> **Written exercise**:
Rewrite the rows below, changing every "example output" to "sample output" and leaving all other text as it is.

> **Supplied records**:
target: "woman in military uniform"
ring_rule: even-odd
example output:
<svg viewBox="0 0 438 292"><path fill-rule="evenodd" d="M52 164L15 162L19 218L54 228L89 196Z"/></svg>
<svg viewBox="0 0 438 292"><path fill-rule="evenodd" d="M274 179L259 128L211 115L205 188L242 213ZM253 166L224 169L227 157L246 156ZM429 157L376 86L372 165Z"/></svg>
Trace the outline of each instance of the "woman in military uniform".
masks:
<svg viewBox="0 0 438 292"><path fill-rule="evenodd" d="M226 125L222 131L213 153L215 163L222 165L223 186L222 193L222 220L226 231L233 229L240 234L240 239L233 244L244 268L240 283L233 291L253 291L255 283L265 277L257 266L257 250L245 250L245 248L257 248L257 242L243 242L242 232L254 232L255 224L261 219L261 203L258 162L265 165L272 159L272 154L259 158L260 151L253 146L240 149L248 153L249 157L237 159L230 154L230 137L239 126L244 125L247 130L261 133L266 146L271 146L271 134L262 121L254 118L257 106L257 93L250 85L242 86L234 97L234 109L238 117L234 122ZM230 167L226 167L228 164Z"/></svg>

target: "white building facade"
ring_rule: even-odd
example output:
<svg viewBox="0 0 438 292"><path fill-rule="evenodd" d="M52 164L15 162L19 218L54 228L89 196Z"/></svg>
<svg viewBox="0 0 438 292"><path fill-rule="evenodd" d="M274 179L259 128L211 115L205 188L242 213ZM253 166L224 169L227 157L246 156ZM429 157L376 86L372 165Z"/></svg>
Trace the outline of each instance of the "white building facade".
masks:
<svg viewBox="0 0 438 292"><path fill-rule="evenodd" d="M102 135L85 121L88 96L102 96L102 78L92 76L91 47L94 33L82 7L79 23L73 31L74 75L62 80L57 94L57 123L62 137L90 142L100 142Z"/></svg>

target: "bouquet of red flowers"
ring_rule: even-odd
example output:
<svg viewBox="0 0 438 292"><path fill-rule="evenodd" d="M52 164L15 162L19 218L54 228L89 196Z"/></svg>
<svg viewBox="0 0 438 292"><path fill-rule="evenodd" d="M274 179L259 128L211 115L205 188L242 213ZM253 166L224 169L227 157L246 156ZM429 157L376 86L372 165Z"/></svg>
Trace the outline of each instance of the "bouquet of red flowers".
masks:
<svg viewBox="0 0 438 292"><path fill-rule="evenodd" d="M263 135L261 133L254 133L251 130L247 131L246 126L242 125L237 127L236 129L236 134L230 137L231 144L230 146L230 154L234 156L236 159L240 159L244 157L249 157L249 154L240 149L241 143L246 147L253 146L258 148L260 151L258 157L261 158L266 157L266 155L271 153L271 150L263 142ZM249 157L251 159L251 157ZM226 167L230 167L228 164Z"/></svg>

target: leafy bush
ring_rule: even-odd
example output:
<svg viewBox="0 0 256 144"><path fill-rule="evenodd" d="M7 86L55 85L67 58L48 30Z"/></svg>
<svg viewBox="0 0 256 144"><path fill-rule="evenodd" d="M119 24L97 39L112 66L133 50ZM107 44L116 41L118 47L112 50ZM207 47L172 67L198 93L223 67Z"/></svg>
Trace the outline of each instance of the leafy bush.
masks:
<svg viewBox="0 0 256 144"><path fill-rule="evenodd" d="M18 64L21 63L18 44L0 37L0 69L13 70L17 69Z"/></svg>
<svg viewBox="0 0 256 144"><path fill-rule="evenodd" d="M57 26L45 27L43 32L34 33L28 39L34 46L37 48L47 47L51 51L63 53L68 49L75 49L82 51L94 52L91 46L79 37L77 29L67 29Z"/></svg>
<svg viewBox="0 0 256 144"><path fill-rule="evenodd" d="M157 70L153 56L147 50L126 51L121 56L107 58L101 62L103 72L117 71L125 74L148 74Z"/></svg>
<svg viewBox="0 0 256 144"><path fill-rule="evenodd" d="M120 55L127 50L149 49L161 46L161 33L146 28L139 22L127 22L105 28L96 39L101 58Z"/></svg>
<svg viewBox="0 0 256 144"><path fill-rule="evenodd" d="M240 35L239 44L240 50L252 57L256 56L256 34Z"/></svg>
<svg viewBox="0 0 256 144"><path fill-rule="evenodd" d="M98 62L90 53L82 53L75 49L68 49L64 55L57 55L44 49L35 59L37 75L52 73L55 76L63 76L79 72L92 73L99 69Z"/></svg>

> **Task solution**:
target: "woman in military uniform"
ring_rule: even-odd
sample output:
<svg viewBox="0 0 438 292"><path fill-rule="evenodd" d="M52 164L15 162L19 218L54 228L89 196Z"/></svg>
<svg viewBox="0 0 438 292"><path fill-rule="evenodd" d="M274 179L259 128L211 115L205 188L242 213ZM253 166L224 169L227 157L246 156ZM429 157L376 86L372 165Z"/></svg>
Trace the outline of each instance of the "woman in military uniform".
masks:
<svg viewBox="0 0 438 292"><path fill-rule="evenodd" d="M226 125L222 131L213 153L215 163L222 165L223 186L222 193L222 220L226 231L233 229L240 234L240 239L233 244L244 268L240 283L233 291L253 291L255 283L265 277L257 266L257 250L245 250L245 248L257 248L257 242L243 242L242 232L254 232L255 224L261 219L261 203L258 162L265 165L272 159L272 154L259 158L260 151L253 146L240 149L248 153L249 157L237 159L230 154L230 137L239 126L244 125L247 130L261 133L266 146L271 146L271 134L262 121L254 118L257 106L257 93L250 85L242 86L234 97L234 109L238 117L234 122ZM230 167L226 167L228 164Z"/></svg>

target: "white building facade"
ring_rule: even-odd
sample output:
<svg viewBox="0 0 438 292"><path fill-rule="evenodd" d="M52 164L15 162L19 218L54 228L89 196Z"/></svg>
<svg viewBox="0 0 438 292"><path fill-rule="evenodd" d="M274 179L259 128L211 115L205 188L242 213ZM253 166L224 169L227 157L246 156ZM429 157L376 86L372 165Z"/></svg>
Trace the outline of each instance of the "white building facade".
masks:
<svg viewBox="0 0 438 292"><path fill-rule="evenodd" d="M102 135L85 121L88 96L102 96L102 78L92 76L91 47L94 33L82 7L79 23L73 31L74 75L62 80L57 94L57 123L62 137L90 142L100 142Z"/></svg>

target: "bouquet of red flowers"
ring_rule: even-odd
sample output:
<svg viewBox="0 0 438 292"><path fill-rule="evenodd" d="M52 164L15 162L19 218L54 228L89 196Z"/></svg>
<svg viewBox="0 0 438 292"><path fill-rule="evenodd" d="M274 179L259 128L211 115L205 188L242 213ZM253 166L224 169L227 157L246 156ZM429 157L376 86L372 165Z"/></svg>
Trace the outline of each instance of the "bouquet of red flowers".
masks:
<svg viewBox="0 0 438 292"><path fill-rule="evenodd" d="M263 135L261 133L254 133L251 130L247 131L246 126L242 125L237 127L236 129L236 134L230 137L231 144L230 146L230 154L234 156L236 159L240 159L244 157L249 157L249 154L240 149L241 143L246 147L253 146L258 148L260 151L258 157L261 158L266 157L266 155L271 153L271 150L263 142ZM249 157L251 159L251 157ZM226 167L230 167L228 164Z"/></svg>

target: leafy bush
ring_rule: even-odd
sample output:
<svg viewBox="0 0 256 144"><path fill-rule="evenodd" d="M7 86L55 85L67 58L48 30Z"/></svg>
<svg viewBox="0 0 256 144"><path fill-rule="evenodd" d="M119 24L97 39L112 66L133 50ZM107 44L116 41L118 47L112 50ZM207 47L172 67L198 93L223 67Z"/></svg>
Trace the outline of each instance of the leafy bush.
masks:
<svg viewBox="0 0 256 144"><path fill-rule="evenodd" d="M18 64L21 63L18 44L0 37L0 69L13 70L17 69Z"/></svg>
<svg viewBox="0 0 256 144"><path fill-rule="evenodd" d="M57 26L45 27L43 32L34 33L28 39L34 46L37 48L47 47L51 51L63 53L68 49L75 49L82 51L94 52L91 46L79 37L77 29L67 29Z"/></svg>
<svg viewBox="0 0 256 144"><path fill-rule="evenodd" d="M157 70L153 56L147 50L126 51L121 56L107 58L101 62L103 72L117 71L125 74L148 74Z"/></svg>
<svg viewBox="0 0 256 144"><path fill-rule="evenodd" d="M120 55L127 50L149 49L161 46L161 33L146 28L139 22L127 22L105 28L96 39L101 58Z"/></svg>
<svg viewBox="0 0 256 144"><path fill-rule="evenodd" d="M240 35L239 44L240 50L252 57L256 56L256 34Z"/></svg>
<svg viewBox="0 0 256 144"><path fill-rule="evenodd" d="M98 62L90 53L82 53L75 49L68 49L64 55L57 55L44 49L35 59L37 75L52 73L55 76L63 76L79 72L92 73L99 69Z"/></svg>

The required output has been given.